--- SOURCE DOCUMENT ---
======

The donation will cover the possible loss of state funding due to losing 333 students in enrollment from the 2018-2019 school year to the 2019-2020 school year after the system underwent major restructuring changes.

“We felt like there were so many changes. There were big changes, and they needed more than one year to show that it’s working,” Wiregrass Foundation Executive Director Barbara Alford said. “This is for the teachers in the trenches who are already working hard to make those things happen.”

The Dothan City School system has struggled for years with losses in student enrollment, which directly affects the level of funding it receives from the state. After a massive restructuring effort that combined several schools, the school system experienced its biggest year-to-year loss yet of 333 students.

“I think some families wanted to be a little more certain of what was happening before keeping their children in the public schools,” Alford said.

Central office officials estimated the loss in student enrollment could lose the district state foundation funding for up to 20 instructional units.

======

--- SUPPLIED DATA ---
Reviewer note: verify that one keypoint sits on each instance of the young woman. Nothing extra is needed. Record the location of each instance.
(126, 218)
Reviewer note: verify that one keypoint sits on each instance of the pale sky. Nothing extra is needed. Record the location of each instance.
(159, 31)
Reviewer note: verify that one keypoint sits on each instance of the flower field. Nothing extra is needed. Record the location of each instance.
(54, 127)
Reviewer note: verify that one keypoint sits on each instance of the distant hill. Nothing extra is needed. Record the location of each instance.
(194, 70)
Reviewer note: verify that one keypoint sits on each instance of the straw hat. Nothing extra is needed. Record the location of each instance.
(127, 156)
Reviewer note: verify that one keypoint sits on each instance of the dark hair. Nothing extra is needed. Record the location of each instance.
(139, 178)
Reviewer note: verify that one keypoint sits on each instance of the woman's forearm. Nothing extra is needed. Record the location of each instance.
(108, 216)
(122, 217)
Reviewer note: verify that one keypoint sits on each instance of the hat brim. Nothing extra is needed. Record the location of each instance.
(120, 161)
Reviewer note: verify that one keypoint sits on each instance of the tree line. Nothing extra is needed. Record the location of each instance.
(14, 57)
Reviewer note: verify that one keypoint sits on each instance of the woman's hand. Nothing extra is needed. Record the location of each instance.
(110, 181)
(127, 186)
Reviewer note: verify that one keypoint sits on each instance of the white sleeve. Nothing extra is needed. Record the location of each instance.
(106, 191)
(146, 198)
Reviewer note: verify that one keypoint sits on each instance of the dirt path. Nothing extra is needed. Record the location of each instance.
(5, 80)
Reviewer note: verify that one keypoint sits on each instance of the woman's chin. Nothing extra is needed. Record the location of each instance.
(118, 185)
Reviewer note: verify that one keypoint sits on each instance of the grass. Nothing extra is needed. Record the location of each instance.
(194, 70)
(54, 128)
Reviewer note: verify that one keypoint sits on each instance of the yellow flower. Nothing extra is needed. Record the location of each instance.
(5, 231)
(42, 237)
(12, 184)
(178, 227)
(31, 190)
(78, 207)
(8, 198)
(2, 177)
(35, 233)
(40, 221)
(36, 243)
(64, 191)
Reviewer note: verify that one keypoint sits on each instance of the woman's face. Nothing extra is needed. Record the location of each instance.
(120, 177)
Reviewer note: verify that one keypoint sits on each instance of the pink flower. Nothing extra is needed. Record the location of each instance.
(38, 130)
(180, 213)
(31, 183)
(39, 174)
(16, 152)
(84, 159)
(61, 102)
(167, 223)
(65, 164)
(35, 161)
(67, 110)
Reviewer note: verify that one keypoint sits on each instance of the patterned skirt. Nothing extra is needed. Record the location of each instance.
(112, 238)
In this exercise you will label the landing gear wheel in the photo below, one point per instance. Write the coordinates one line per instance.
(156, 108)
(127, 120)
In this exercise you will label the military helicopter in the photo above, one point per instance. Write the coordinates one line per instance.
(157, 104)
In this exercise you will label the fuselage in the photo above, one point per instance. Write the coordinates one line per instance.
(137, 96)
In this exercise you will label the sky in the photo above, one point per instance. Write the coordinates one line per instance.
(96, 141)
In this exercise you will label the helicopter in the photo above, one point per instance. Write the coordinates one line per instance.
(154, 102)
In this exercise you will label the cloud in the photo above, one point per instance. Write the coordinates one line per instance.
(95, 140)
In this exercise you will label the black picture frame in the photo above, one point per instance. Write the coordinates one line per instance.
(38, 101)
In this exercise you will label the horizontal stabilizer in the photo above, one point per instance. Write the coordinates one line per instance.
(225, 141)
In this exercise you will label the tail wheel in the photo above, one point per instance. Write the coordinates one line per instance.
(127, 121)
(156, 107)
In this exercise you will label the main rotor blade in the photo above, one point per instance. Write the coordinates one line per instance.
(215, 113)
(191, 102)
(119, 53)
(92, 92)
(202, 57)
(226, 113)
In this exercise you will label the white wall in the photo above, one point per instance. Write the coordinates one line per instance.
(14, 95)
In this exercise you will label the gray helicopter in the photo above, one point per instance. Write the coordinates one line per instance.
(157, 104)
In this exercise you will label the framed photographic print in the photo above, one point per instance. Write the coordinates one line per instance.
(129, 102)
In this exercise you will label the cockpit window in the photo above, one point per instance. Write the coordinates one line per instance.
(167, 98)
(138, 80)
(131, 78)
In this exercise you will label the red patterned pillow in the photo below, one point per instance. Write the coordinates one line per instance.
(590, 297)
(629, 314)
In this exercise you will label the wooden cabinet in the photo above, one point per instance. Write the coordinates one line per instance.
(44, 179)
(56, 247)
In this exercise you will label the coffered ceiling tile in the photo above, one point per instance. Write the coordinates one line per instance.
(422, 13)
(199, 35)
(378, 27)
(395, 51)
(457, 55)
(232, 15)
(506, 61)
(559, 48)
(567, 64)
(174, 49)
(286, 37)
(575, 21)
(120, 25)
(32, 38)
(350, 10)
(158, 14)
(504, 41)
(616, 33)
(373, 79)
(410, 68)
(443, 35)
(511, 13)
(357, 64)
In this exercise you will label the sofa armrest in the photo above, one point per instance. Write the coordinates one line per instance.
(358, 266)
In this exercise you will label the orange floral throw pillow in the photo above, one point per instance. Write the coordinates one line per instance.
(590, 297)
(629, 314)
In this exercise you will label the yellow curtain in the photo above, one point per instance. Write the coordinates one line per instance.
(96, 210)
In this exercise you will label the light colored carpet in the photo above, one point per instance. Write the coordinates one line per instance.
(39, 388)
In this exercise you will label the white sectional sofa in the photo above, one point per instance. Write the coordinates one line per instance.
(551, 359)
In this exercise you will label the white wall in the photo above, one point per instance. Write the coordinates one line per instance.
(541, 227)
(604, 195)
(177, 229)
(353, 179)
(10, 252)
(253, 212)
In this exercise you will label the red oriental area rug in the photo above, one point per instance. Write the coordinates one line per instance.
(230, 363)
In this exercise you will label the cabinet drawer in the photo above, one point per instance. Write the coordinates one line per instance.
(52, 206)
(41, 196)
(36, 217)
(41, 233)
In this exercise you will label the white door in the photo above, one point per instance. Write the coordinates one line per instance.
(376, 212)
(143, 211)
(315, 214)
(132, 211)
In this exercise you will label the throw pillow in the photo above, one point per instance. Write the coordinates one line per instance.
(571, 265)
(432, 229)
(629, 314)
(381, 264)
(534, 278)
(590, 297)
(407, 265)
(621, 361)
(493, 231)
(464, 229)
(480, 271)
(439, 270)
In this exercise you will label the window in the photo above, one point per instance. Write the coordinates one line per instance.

======

--- ASSIGNED TASK 1 ---
Based on the article on Dothan City School enrollment, mark each statement yes or no, quoting the words of the text that decide it.
(a) The school system lost 333 students between the 2018-2019 and 2019-2020 school years.
(b) Barbara Alford is the executive director of the Wiregrass Foundation.
(c) Officials estimated that the enrollment loss could cost the district state funding for up to 30 instructional units.
--- ASSIGNED TASK 2 ---
According to the article on Dothan City School enrollment, what did the massive restructuring effort combine?
--- ASSIGNED TASK 3 ---
Translate this sentence from the article on Dothan City School enrollment into Spanish: "The Dothan City School system has struggled for years with losses in student enrollment, which directly affects the level of funding it receives from the state."

--- RESPONSE 1 ---
(a) Yes: "losing 333 students in enrollment from the 2018-2019 school year to the 2019-2020 school year"
(b) Yes: "Wiregrass Foundation Executive Director Barbara Alford said"
(c) No: "could lose the district state foundation funding for up to 20 instructional units"

--- RESPONSE 2 ---
Several schools.

--- RESPONSE 3 ---
El sistema escolar de la ciudad de Dothan ha tenido dificultades durante años con la pérdida de matrícula estudiantil, lo cual afecta directamente el nivel de financiamiento que recibe del estado.